Text extract:
Logistic regression applies the logistic sigmoid function to weighted input values to generate a prediction of which of two classes the input data belongs to.

![Sigmoid Function](./images/sigmoid.png)

Logistic regression is similar to a non-linear __perceptron__ or a neural network without _hidden layers_. The main difference from other basic models is that logistic regression is easy to interpret and reliable if some statistical properties for the input variables hold.

#### 3.2 Activation Function

An activation function takes in weighted data (matrix multiplication between input data and weights) and outputs a non-linear transformation of the data.

![Activation Functions](./images/activations.png)

#### 3.3 Cost Function (Error Function)

Task set:
**a.** Translate this sentence from the logistic regression text into Spanish: "An activation function takes in weighted data (matrix multiplication between input data and weights) and outputs a non-linear transformation of the data."
**b.** Rewrite the stretch of the logistic regression text from "Logistic regression applies" through "of the data.", putting "scaled" wherever "weighted" appears.
**c.** Answer these questions using the logistic regression text:
(i) What does logistic regression predict about the input data?
(ii) What does the text name as the main difference between logistic regression and other basic models?
(iii) What does an activation function output?

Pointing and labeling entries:
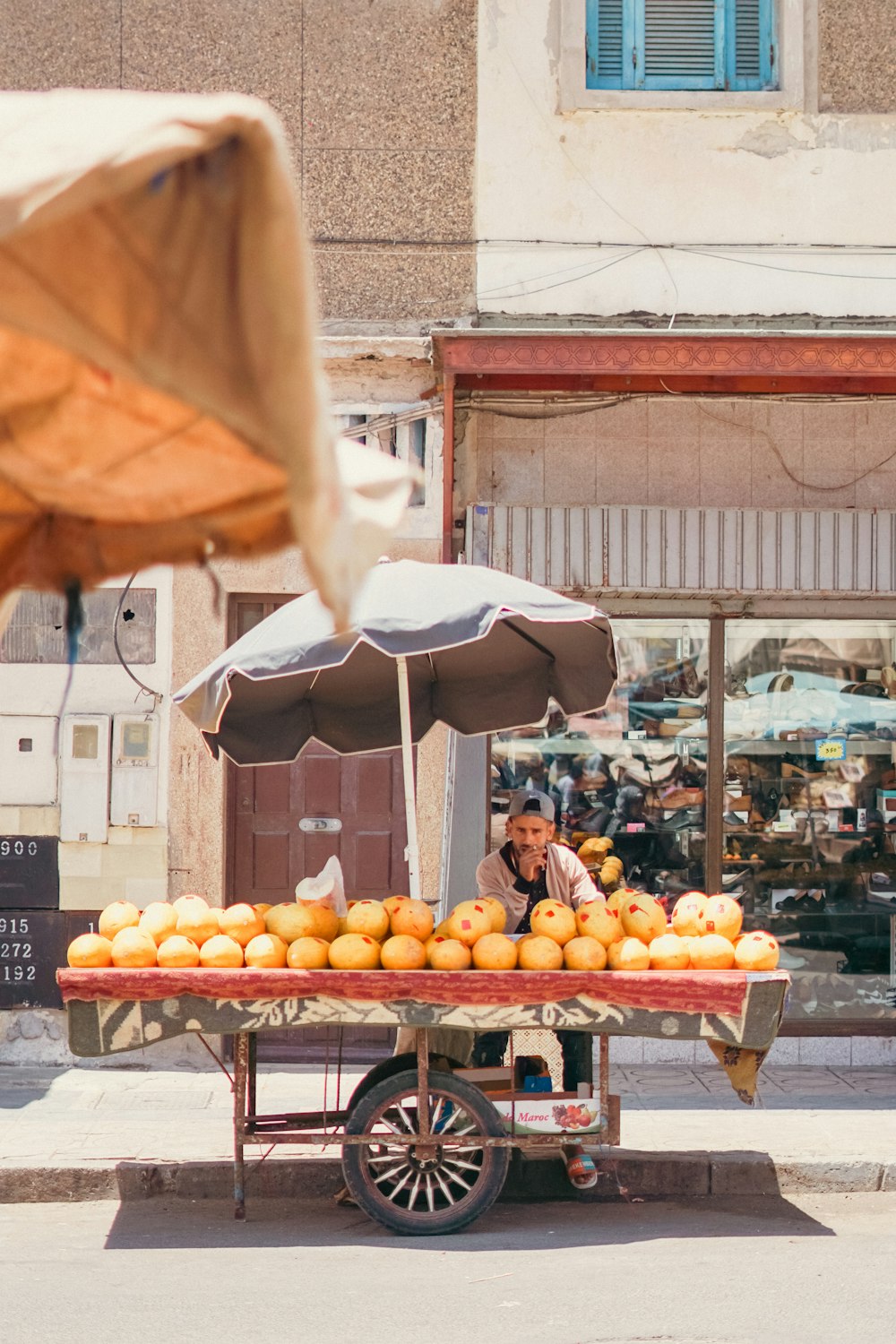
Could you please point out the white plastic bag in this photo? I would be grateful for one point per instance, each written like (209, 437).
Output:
(328, 887)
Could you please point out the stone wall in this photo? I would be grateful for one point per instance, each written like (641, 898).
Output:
(378, 101)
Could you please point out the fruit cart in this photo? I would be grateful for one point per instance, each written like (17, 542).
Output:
(424, 1150)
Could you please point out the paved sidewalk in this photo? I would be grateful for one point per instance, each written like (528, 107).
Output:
(82, 1132)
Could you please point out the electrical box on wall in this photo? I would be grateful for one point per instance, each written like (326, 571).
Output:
(83, 779)
(134, 769)
(29, 774)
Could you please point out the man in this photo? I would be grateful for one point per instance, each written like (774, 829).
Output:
(530, 868)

Written responses:
**a.** Una función de activación recibe datos ponderados (multiplicación de matrices entre los datos de entrada y los pesos) y produce una transformación no lineal de los datos.

**b.**
Logistic regression applies the logistic sigmoid function to scaled input values to generate a prediction of which of two classes the input data belongs to.

![Sigmoid Function](./images/sigmoid.png)

Logistic regression is similar to a non-linear __perceptron__ or a neural network without _hidden layers_. The main difference from other basic models is that logistic regression is easy to interpret and reliable if some statistical properties for the input variables hold.

#### 3.2 Activation Function

An activation function takes in scaled data (matrix multiplication between input data and weights) and outputs a non-linear transformation of the data.

**c.**
(i) It predicts which of two classes the input data belongs to.
(ii) Logistic regression is easy to interpret and reliable if some statistical properties for the input variables hold.
(iii) It outputs a non-linear transformation of the data.